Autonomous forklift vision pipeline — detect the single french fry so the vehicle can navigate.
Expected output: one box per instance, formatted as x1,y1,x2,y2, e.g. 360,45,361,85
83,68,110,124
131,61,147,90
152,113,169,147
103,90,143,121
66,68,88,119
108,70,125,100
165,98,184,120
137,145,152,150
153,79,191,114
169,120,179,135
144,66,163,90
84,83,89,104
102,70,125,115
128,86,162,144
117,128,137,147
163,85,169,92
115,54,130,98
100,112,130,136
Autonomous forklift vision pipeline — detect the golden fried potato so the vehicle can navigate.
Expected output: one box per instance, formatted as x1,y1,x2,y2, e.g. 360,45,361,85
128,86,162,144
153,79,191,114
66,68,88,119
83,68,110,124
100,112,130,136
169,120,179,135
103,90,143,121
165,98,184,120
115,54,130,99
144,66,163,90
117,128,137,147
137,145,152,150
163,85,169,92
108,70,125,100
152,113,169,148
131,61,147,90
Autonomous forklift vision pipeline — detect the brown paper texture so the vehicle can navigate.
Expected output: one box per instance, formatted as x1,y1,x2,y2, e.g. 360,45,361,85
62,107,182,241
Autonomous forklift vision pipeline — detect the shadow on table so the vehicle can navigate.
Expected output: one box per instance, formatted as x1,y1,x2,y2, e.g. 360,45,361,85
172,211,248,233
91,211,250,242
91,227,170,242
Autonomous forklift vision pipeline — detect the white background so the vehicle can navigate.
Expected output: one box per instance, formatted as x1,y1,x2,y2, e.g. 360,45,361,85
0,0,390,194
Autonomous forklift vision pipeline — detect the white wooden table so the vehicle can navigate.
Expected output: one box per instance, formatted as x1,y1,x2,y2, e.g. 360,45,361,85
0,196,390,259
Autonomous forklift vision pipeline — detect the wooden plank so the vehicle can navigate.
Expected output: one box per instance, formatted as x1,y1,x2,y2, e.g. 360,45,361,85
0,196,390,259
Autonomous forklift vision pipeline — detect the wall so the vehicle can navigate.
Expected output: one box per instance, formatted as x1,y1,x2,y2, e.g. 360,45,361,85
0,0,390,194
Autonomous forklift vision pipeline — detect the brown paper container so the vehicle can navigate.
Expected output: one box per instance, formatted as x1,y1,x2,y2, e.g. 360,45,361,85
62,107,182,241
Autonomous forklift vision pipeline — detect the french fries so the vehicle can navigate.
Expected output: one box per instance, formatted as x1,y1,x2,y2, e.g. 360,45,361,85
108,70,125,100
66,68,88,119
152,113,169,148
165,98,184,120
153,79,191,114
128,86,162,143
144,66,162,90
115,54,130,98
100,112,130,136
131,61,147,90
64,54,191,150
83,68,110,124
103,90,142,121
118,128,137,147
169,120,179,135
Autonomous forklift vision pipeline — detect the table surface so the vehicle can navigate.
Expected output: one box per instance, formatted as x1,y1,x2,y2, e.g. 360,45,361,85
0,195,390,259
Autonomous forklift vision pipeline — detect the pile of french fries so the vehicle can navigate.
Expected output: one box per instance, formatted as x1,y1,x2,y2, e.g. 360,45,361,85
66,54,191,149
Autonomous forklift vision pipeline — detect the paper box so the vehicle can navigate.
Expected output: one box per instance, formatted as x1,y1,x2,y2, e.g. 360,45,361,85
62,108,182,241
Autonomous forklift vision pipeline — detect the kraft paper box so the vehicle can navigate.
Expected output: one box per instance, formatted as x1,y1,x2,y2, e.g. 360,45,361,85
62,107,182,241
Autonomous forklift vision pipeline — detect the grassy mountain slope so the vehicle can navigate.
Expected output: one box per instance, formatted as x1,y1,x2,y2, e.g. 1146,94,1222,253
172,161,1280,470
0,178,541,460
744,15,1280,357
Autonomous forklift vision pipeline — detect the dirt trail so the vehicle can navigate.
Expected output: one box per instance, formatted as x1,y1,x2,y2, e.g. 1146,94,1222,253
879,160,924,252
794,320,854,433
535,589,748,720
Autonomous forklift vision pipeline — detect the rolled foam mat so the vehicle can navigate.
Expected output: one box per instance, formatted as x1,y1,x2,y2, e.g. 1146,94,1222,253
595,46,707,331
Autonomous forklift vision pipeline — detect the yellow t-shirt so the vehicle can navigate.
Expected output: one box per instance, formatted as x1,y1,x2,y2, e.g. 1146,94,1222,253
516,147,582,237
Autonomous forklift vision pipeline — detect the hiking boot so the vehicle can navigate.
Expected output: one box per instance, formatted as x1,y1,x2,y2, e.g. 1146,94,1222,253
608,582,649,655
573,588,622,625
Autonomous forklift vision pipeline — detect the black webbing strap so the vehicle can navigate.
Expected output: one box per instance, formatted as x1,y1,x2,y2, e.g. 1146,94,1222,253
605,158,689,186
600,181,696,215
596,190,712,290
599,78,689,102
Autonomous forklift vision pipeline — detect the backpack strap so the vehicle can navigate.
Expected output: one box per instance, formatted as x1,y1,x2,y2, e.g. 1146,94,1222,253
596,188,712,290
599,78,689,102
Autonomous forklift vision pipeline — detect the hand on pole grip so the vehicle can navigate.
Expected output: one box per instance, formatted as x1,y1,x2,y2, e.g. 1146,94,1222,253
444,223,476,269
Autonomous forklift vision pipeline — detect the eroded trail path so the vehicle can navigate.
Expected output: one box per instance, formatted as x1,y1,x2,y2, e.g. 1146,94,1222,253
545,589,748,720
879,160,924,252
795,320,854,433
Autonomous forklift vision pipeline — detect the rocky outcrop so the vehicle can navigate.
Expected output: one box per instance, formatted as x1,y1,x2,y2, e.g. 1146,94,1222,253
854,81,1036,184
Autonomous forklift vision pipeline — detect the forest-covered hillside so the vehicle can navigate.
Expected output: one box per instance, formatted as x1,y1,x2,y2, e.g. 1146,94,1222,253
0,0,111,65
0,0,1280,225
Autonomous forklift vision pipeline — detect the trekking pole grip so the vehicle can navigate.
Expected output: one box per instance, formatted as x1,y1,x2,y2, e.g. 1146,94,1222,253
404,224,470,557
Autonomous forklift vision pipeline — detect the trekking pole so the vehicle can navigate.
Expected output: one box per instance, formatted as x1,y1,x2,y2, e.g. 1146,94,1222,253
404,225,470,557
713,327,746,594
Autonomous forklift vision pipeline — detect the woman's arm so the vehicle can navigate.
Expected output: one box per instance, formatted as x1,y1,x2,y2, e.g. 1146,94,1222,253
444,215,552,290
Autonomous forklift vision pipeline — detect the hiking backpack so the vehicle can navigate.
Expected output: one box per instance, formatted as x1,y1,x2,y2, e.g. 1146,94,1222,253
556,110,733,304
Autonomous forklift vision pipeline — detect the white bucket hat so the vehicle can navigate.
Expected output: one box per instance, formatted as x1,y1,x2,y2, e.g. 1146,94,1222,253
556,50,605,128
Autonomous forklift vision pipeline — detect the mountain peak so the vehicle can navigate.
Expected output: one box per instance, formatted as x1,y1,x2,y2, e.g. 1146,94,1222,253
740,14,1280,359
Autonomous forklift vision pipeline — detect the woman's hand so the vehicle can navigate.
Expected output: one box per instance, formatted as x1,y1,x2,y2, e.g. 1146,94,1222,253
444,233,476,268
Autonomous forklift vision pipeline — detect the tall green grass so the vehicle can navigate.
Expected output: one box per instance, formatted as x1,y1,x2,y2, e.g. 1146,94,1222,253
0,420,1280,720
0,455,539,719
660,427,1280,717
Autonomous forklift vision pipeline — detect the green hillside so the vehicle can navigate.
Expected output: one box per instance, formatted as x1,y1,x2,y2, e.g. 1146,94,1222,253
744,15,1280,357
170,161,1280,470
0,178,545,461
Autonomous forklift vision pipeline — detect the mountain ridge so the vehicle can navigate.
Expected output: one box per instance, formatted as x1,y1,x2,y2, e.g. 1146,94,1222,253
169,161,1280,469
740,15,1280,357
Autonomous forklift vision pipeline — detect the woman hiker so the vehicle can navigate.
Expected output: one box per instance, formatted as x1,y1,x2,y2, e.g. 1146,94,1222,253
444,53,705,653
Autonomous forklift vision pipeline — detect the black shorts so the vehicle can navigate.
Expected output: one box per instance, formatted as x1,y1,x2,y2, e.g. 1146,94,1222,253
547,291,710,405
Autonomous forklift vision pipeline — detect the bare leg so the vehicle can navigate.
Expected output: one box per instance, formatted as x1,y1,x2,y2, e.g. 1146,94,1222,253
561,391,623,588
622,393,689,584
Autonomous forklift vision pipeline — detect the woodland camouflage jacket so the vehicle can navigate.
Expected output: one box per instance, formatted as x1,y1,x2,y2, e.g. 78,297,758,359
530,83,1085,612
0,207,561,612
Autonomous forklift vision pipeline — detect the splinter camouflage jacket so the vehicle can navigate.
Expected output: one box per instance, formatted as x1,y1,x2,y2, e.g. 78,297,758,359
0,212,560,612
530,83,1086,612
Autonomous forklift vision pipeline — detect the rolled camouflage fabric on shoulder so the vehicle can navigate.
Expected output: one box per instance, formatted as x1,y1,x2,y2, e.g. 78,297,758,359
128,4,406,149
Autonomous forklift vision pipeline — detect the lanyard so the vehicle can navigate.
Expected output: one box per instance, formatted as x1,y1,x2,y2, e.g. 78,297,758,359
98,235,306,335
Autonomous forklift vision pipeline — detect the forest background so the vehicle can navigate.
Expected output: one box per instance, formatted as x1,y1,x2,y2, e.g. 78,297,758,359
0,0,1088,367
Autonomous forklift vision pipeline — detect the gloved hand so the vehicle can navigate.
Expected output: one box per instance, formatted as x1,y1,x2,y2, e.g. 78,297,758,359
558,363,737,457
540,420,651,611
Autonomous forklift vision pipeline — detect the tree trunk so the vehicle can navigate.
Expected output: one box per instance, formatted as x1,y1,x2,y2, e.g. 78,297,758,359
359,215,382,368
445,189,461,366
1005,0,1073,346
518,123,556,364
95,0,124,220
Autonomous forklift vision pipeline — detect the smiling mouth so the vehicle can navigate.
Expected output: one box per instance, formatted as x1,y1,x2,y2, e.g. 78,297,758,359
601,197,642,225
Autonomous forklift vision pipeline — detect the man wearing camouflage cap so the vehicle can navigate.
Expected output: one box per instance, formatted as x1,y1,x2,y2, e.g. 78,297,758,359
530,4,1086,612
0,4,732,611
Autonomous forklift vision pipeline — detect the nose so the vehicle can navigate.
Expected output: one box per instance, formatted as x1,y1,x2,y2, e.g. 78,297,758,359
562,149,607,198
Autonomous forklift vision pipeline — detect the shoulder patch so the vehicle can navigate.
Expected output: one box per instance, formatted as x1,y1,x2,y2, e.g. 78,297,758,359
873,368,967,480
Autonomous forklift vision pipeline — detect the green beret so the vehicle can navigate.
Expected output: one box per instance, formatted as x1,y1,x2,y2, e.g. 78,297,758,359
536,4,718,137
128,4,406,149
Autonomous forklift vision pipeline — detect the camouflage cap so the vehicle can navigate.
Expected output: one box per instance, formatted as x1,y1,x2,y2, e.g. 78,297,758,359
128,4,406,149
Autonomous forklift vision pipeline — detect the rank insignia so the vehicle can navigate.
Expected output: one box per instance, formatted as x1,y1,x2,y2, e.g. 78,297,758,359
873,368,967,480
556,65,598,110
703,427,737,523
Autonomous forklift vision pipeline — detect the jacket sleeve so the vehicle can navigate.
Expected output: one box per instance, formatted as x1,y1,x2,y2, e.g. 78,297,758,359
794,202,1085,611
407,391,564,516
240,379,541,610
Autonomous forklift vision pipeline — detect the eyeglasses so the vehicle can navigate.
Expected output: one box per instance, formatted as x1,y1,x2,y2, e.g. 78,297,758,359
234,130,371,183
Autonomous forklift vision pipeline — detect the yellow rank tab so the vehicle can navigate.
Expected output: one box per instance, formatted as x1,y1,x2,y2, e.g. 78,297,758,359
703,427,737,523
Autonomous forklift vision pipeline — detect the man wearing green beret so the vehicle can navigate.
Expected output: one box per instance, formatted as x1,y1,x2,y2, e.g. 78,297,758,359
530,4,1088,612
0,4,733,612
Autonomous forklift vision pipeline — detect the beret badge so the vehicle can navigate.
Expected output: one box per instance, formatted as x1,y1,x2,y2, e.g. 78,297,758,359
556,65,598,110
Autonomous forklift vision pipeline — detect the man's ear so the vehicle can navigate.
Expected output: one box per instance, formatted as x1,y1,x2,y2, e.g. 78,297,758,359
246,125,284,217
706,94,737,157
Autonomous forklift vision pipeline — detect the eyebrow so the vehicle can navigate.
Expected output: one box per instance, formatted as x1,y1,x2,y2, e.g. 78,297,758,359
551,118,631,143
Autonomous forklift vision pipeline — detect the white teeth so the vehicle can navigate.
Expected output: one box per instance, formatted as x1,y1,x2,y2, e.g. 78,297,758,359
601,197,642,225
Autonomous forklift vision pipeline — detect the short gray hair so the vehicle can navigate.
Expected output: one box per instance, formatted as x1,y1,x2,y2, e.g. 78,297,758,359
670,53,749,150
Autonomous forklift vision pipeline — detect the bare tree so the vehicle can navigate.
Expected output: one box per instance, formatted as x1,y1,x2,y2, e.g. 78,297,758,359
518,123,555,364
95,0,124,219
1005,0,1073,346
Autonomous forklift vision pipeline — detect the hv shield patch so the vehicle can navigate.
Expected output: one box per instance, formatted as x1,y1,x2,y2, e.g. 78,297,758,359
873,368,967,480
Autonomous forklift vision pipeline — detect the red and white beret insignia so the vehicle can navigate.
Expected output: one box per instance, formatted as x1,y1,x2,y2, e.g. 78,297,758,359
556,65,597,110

____________________

### JOB
Report each line of the entries above that contains the word "grip", copying every such line in full. Case counts.

### EXERCISE RESULT
Autonomous forklift vision pipeline — detect the hand on pole grip so the vehicle can navigate.
Autonomous forklift vision pipeline — detect the trekking pole grip so the vehicle can navigate.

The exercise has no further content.